O que fazer: Organize os dados abaixo em uma tabela Markdown de duas colunas, "Nº" com o número de cada linha e "Linha" com o texto correspondente, deixando de fora as linhas em branco. Não inclua as imagens na resposta.

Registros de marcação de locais
::::

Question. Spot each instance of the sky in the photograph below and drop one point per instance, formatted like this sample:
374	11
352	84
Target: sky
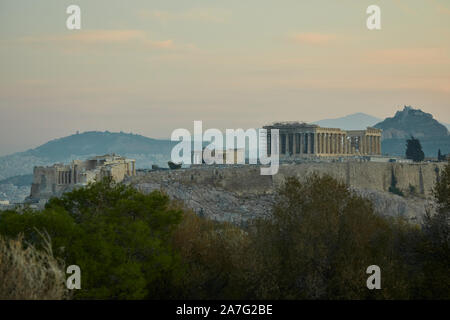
150	67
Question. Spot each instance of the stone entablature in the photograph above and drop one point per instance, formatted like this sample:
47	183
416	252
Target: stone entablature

::::

Resposta abaixo:
| Nº | Linha |
|---|---|
| 1 | Question. Spot each instance of the sky in the photograph below and drop one point per instance, formatted like this sample: |
| 2 | 374	11 |
| 3 | 352	84 |
| 4 | Target: sky |
| 5 | 150	67 |
| 6 | Question. Spot each instance of the stone entablature in the photograph above and drop one point per instance, formatted like this sample: |
| 7 | 47	183 |
| 8 | 416	252 |
| 9 | Target: stone entablature |